**Required work**
1. Revise the bourbon proof article starting at "No. In the United" and ending at "proof at all.", replacing "quick rule" with "simple rule".
2. Carry the bourbon proof article forward from its last sentence.

**Text extract**
◇ ◇ ◇

Bourbon · Proof & ABV

Is 100 proof the same as 100% alcohol?

5 min read

No. In the United States, the proof number on a bottle is exactly twice the alcohol-by-volume (ABV) percentage, so 100 proof is 50% ABV, not 100% alcohol. Pure alcohol would be 200 proof, and no commercial bourbon comes anywhere close. The quick rule: divide the proof by two to get the ABV. The rest of this piece covers why the two numbers use different scales, why 100% alcohol is not a thing that sits in a bottle, what proofs you will see on bourbon labels, and why most imported whiskies do not print proof at all.

So What Does 100 Proof Actually Mean?

In the US, proof and ABV are the same measurement wearing two different numbers. Proof is ABV times two. A bourbon bottled at 100 proof is 50% alcohol by volume, which means the liquid in the bottle is half ethanol and half water, give or take a small fraction of flavor compounds pulled out of the grain and the oak barrel during aging.

Here is the conversion written out across the range you will encounter on a shelf:

ProofABV
8040%
9045%
10050%
11055%
11557.5%
12562.5%
14070%
16080%
19095%
200100%

Bourbon has a legal floor on the low end. Federal regulations require bourbon to be bottled at a minimum of 80 proof, which works out to 40% ABV. So any bottle labeled bourbon is at least 40% alcohol by volume, no matter how light the style or how low the price point. Standard bottlings usually sit between 80 and 90 proof. Anything above that is considered higher-strength territory, with its own category conventions and label language.

Can Any Bourbon Actually Be 100% Alcohol?

Pure ethanol is 200 proof, and for practical purposes you cannot put it in a bottle and call it a drink. Ethanol is hygroscopic, meaning it pulls water out of the air. A truly 100% alcohol spirit starts re-diluting itself the moment it meets open air, so the number on the label would not stay true for long. Commercial distillation tops out around 190 proof (95% ABV) for this reason, and products at that strength are neutral grain alcohols sold for mixing and infusing rather than for sipping.

For bourbon, the ceiling is much lower, and it is set by law rather than physics. Federal regulation caps the distillation strength for bourbon at 160 proof (80% ABV). Run the still any higher than that and the resulting spirit comes off too clean, stripped of most of the grain character that defines bourbon, and it can no longer legally carry the name. Another rule limits the strength at which bourbon can enter the barrel to 125 proof, which keeps the aging spirit concentrated enough to pull flavor out of the oak but dilute enough to mature properly. After aging, bottling strength is typically lower still, usually 80 to 130 proof.

◇ ◇ ◇

**Record excerpts**

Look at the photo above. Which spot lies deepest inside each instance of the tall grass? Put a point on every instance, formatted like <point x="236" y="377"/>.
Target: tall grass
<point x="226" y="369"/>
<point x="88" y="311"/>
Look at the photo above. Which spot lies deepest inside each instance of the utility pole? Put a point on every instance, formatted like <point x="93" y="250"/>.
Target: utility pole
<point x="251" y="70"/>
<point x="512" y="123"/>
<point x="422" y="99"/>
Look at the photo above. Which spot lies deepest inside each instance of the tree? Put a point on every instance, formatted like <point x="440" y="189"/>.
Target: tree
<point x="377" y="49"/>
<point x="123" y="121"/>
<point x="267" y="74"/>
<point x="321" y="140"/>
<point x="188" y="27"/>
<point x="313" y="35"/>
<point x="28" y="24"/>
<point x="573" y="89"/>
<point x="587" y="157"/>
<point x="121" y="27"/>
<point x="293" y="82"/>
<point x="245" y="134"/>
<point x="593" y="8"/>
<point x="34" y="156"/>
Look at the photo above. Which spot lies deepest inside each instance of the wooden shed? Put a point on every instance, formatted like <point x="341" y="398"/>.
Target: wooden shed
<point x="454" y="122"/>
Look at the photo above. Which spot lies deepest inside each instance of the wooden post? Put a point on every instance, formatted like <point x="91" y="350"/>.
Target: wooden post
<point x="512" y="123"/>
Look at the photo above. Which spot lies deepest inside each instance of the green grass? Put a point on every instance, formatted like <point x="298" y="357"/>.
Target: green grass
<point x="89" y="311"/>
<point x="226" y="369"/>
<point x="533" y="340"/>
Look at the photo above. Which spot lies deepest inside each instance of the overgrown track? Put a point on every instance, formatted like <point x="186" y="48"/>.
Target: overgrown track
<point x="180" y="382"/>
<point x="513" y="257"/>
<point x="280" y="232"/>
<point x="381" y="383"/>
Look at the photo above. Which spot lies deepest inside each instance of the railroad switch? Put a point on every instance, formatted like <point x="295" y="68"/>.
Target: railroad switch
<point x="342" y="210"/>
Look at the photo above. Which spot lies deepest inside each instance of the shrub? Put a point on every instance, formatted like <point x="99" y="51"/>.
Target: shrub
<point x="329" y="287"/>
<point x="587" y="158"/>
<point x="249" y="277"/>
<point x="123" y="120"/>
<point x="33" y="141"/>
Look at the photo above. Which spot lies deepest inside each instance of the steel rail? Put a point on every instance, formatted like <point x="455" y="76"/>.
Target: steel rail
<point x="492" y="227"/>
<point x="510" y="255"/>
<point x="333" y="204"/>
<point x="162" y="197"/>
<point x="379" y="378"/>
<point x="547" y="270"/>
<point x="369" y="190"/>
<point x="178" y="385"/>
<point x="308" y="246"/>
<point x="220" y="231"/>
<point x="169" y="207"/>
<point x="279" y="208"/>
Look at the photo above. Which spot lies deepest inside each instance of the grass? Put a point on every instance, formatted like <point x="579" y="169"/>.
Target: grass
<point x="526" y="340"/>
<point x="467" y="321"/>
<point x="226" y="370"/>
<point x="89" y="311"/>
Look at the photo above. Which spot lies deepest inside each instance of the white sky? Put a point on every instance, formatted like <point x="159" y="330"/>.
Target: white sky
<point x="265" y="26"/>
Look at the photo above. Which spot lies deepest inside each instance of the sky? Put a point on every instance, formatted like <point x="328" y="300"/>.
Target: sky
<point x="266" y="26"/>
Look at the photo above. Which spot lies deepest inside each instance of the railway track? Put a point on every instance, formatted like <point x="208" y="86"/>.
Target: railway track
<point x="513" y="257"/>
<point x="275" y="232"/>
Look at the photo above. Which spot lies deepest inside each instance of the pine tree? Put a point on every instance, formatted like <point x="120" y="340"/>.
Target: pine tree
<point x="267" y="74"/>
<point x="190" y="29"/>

◇ ◇ ◇

**The replies**
1.
No. In the United States, the proof number on a bottle is exactly twice the alcohol-by-volume (ABV) percentage, so 100 proof is 50% ABV, not 100% alcohol. Pure alcohol would be 200 proof, and no commercial bourbon comes anywhere close. The simple rule: divide the proof by two to get the ABV. The rest of this piece covers why the two numbers use different scales, why 100% alcohol is not a thing that sits in a bottle, what proofs you will see on bourbon labels, and why most imported whiskies do not print proof at all.

2.
The short version: a bourbon is never going to be close to 100% alcohol. Physics rules out the very top of the scale, and federal bourbon rules cap things well below that.

Did you know? The word "proof" comes from the British Royal Navy. Sailors tested whether their rum ration had been watered down by mixing it with gunpowder and trying to light it. If the mixture still burned, the rum was "proved" to be strong enough, which turned out to be around 57.15% ABV. The US later simplified the idea into the doubled-ABV system still in use today.

What Proofs Will I Actually See on a Bourbon Bottle?

The legal floor is 80 proof, or 40% ABV. Most standard bourbon bottlings sit in the 80 to 90 proof range, which is where you will find the majority of shelf inventory at any given liquor store.

One step up is the bonded category. A bourbon labeled "bottled in bond" is 100 proof by law, a requirement that dates back to the Bottled-in-Bond Act of 1897 and is still on the books today. Bonded bourbons also have to come from one distillery, from one distilling season, and be aged at least four years in a federally supervised warehouse. The 100 proof strength is the single most visible of those rules on the label.

Above bonded strength, the terms to watch for are "barrel proof" and "cask strength." Both mean the same thing: the bourbon is bottled at whatever strength it happened to be when it came out of the barrel, without being cut with water before bottling. Because some water evaporates during aging and the rest can concentrate the alcohol, barrel-proof bourbons typically come out between 110 and 140 proof, with individual barrels sometimes running higher or lower than that range.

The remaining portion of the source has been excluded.